• _Dataset entries_

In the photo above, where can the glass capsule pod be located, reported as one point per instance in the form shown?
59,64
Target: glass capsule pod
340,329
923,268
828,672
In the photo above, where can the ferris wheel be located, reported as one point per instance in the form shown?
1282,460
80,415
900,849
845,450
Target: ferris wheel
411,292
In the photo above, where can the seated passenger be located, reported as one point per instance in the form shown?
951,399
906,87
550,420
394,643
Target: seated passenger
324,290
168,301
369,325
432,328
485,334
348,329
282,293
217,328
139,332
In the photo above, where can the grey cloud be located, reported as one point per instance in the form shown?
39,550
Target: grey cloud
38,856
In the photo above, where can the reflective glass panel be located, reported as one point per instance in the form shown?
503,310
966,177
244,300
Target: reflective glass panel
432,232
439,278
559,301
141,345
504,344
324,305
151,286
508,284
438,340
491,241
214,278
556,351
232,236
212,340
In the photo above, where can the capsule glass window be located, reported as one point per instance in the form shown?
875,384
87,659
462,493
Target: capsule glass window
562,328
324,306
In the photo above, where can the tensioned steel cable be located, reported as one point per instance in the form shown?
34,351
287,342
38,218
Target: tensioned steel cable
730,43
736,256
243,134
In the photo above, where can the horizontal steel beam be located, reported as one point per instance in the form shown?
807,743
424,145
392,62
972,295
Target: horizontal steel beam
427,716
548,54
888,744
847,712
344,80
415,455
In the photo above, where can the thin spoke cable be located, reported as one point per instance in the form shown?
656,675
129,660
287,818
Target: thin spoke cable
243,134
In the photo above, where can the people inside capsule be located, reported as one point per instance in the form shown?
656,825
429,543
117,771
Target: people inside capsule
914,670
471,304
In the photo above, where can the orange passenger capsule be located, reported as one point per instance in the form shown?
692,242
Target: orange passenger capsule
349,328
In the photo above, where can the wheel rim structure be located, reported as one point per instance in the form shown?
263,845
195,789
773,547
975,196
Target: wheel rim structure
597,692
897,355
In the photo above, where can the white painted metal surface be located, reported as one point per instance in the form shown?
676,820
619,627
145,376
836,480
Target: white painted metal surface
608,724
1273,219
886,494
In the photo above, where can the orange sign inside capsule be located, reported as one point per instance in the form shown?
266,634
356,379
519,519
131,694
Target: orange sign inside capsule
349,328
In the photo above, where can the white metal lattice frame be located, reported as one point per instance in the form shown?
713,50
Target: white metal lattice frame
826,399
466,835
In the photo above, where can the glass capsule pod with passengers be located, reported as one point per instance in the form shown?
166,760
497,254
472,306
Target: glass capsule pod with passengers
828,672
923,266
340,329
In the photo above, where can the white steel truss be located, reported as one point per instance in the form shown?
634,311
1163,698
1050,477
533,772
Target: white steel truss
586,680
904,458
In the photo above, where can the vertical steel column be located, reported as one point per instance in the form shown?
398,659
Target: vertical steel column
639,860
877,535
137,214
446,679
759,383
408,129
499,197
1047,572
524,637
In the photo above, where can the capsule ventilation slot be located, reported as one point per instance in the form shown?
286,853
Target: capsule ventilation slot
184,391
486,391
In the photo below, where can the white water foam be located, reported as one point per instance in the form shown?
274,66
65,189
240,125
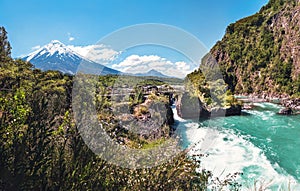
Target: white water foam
229,153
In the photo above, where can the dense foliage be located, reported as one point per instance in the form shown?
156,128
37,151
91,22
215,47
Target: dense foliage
260,53
41,149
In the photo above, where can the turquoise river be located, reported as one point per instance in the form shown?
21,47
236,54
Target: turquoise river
263,146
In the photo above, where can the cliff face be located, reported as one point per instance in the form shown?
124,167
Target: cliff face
261,53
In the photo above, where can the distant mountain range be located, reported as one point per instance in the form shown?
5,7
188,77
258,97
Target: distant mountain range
57,56
152,73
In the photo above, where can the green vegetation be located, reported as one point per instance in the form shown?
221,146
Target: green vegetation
257,53
211,93
41,149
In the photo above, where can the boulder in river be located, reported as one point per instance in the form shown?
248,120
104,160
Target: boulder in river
286,111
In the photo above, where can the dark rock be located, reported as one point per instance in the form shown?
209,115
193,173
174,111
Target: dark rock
190,107
231,111
234,110
286,111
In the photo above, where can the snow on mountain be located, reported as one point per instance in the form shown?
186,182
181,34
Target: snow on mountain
153,73
57,56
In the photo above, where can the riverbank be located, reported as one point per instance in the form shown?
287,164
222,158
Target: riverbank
285,100
261,145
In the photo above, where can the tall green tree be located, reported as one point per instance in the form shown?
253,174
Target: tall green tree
5,48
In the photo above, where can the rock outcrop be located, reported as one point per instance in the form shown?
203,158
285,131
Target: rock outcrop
189,107
261,53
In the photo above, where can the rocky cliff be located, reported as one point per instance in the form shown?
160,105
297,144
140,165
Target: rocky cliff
261,53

• _What is required_
Make an exact copy of the listing above. Do not include the pictures.

• _Response area_
In the photo above, where can the glass capsule pod be located, reported as one point per instance in the form shown?
59,64
Target: glass capsule pod
340,329
923,268
828,672
In the photo above, where can the ferris wheel be located, reported as one point per instance in the form shown?
1282,460
80,415
900,849
845,450
Target: ferris wheel
411,292
In the photo above, where can the seated passenger be located, reported as one point per instance in the form shown?
951,399
906,87
550,420
394,643
Target: seated passenger
324,290
168,301
369,325
432,328
485,334
348,329
282,293
217,328
139,332
In the photo above, where can the grey cloud be located, reported as one point per instance in the form shown?
39,550
Target: grey cloud
38,856
In the photo above, where can the reflective glass panel be located, reported as one point per instance in the form shown?
503,310
966,177
244,300
Target: reflective glass panel
432,232
439,278
559,301
141,345
504,344
324,305
151,286
508,284
438,340
491,241
214,278
556,351
232,236
212,340
In the photo above, where can the capsule glass window be located, reported as one point per instance in the form shown?
875,384
87,659
462,493
Target: capsule glass window
562,328
324,306
In the photo above, where can the tensioned steel cable be located, reported as one point per instance in the form shown?
34,351
287,342
38,218
Target: tensioned steel cable
730,43
736,256
243,134
In the photo above, where can the horizontal steel beam be located, reported as one point per instance in the form shown?
807,743
424,145
392,62
972,295
Target: horizontal steel beam
427,716
548,54
888,744
847,712
344,80
415,455
In the photo above, where can the thin spoke cable be located, reported as one point per instance in the form shown?
656,675
129,660
287,818
Target: thin spoke cable
243,134
In the photo above, where can the people inside capsule be located, reported as one point per instance in the form shown?
656,825
429,543
117,771
Target: people inside capsule
914,670
471,304
In the photo above, where can the orange passenger capsule be located, reported as one point per instance in the form shown?
692,242
Target: orange passenger capsule
349,328
In the photo above, where can the wheel rim structure be located, reported as one point per instance in the form shown?
263,845
195,789
773,547
975,196
Target: wheel rim structure
597,692
897,355
In the photo above, where can the white painted metal surface be located, reported as one point per instance in the form shown?
676,820
619,627
145,376
836,480
Target: white painted metal surface
608,724
1273,219
886,494
In the photo above, where can the orange sign inside capsule be located, reported as one point per instance in the form shown?
266,634
356,379
519,519
131,694
Target: orange sign inside capsule
349,328
In the photo above, where can the white metal lattice frame be located, reported as one point per instance in the form shown?
713,50
Target: white metal lattice frame
826,399
466,835
In the photo above, where can the glass capsule pod with passengers be located, reported as one point per instance in the form shown?
166,760
497,254
472,306
Target: glass capsule pod with passengers
828,672
923,266
340,329
In the photo above, where can the white steel truss be located, reported as one point per instance in the form shown?
634,311
1163,698
1050,477
533,772
Target: white steel truss
586,680
904,458
In the photo above, where can the vertical steel column be located, reported as one point per instance in the form shown?
398,659
Target: vertical steel column
639,860
877,535
137,214
446,679
759,383
408,129
499,197
1047,572
524,637
In the photo above, where can the capsule ventilation slot be located, reported as one point per instance in the form shown?
286,853
Target: capsule ventilation slot
184,391
486,391
In the photo below, where can the white water foam be located, reported as one point per instance in the form shown?
274,66
65,189
240,125
Target: white water foam
229,153
In the photo above, where can the dense foliage be located, reported as one point per instance in the form shown?
156,128
37,151
91,22
215,47
Target: dense foliage
260,53
41,149
In the photo above, where can the turquoise river be located, reported as one point per instance in the form shown?
21,47
236,54
Target: turquoise river
263,146
In the photo above, where can the cliff face be located, reported as one point per instance in the form shown?
124,167
Target: cliff face
261,53
In the photo above, where can the distant mountain range be located, reported as one point per instance in the form shown?
5,7
188,77
258,97
Target: distant mountain range
57,56
152,73
In the photo above, where can the green vegetation be located, reported as one point per instance in the form shown?
221,146
Target: green vegetation
257,53
211,93
41,149
In the photo above, where can the boulder in river be located, reported as one point per instance in the form shown?
248,120
104,160
Target: boulder in river
286,111
In the photo above, where can the dark rock be located, reported as one point per instance in the form shown?
209,115
193,173
174,111
Target: dark rock
190,107
231,111
234,110
286,111
In the photo above, where can the snow on mountain be located, reported as one point per instance in the form shown?
186,182
181,34
Target: snow on mountain
153,73
57,56
In the photo above, where can the riverbank be located, reported as one point per instance in the form shown?
287,164
222,158
Target: riverbank
285,100
261,145
In the photo above, where can the tall green tree be located, reported as one point per instance in the form shown?
253,174
Target: tall green tree
5,48
In the photo above, where can the rock outcrop be located, reported as one point per instance in the form shown?
203,158
285,131
Target: rock outcrop
189,107
261,53
In the photo above, where can the rocky cliff be located, reported as one point per instance in the form shown?
160,105
297,144
140,165
Target: rocky cliff
261,53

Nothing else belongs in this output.